WHAT THE EXERCISE ASKS -
Can you convert the records below, from the line containing "Question. For every instance of the blue" through the end of the records, both ends included, into a numbered list with blank lines left out?

####################

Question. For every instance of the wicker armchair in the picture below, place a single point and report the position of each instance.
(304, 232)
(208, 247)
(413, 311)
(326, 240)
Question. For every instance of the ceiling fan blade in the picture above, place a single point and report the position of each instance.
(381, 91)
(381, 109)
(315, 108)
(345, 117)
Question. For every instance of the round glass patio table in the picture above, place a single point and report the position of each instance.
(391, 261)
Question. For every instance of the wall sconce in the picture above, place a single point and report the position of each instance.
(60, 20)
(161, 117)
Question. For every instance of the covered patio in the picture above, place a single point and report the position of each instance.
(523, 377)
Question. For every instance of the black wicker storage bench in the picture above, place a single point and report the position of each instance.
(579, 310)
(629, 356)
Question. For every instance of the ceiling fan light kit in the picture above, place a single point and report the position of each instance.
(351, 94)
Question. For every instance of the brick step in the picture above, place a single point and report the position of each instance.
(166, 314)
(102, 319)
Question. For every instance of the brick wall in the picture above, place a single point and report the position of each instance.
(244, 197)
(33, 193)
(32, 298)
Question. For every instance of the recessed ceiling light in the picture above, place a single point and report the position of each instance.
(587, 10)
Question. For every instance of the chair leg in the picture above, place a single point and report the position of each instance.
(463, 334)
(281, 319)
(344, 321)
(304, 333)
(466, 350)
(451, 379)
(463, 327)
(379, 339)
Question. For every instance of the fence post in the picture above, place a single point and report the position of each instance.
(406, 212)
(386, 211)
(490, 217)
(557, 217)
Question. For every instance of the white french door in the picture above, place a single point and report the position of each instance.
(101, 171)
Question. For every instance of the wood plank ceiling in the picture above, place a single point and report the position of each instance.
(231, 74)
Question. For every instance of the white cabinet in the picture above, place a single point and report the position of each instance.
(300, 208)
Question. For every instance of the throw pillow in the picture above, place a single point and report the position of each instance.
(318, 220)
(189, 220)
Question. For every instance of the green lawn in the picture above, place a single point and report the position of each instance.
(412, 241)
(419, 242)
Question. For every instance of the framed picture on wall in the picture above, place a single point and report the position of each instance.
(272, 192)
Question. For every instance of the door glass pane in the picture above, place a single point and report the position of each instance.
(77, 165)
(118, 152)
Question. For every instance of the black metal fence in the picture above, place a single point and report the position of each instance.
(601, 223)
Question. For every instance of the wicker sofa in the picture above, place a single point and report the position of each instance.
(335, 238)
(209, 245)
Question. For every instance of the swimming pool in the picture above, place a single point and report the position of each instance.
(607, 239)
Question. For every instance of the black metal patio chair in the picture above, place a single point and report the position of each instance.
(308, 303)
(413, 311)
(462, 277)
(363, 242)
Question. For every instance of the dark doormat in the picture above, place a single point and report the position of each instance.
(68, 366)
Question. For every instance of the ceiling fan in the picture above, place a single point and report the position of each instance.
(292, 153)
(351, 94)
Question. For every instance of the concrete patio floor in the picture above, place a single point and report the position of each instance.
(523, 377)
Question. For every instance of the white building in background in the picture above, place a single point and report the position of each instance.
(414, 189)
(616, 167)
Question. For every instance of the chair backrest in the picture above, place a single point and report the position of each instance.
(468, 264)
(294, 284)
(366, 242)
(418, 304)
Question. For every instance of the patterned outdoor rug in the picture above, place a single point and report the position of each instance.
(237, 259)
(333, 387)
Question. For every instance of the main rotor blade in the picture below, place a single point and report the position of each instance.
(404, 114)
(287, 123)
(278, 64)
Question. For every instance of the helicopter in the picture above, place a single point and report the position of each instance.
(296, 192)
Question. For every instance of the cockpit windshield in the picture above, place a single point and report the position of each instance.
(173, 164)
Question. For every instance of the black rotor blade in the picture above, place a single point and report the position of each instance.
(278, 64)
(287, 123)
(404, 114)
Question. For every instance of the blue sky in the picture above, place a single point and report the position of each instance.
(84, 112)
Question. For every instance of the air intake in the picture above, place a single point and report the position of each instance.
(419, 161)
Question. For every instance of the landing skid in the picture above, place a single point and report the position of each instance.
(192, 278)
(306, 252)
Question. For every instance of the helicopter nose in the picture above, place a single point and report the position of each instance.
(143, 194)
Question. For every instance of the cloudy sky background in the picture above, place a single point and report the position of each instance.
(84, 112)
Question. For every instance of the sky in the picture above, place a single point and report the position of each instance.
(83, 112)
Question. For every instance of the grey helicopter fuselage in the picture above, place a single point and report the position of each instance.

####################

WRITTEN RESPONSE -
1. Question. For every instance of the blue sky in the picture above, place a single point and report the position of each instance.
2. (84, 112)
3. Question. For every instance of the air intake in the picture above, place a single point and report the position of each instance.
4. (419, 161)
5. Question. For every instance of the landing skid in the picture above, place a single point and report the position of each instance.
6. (192, 278)
7. (306, 252)
8. Question. For every instance of the helicopter nose in the picture above, place a single point and report the position of each instance.
9. (143, 194)
10. Question. For every instance of the cloudy sky background in the picture above, place a single point and report the position of each instance.
11. (84, 112)
12. Question. For every instance of the sky in the picture above, place a single point and report the position of each instance.
13. (83, 112)
14. Question. For every instance of the grey helicopter fuselage in the picture above, place a single point and report the position of each instance.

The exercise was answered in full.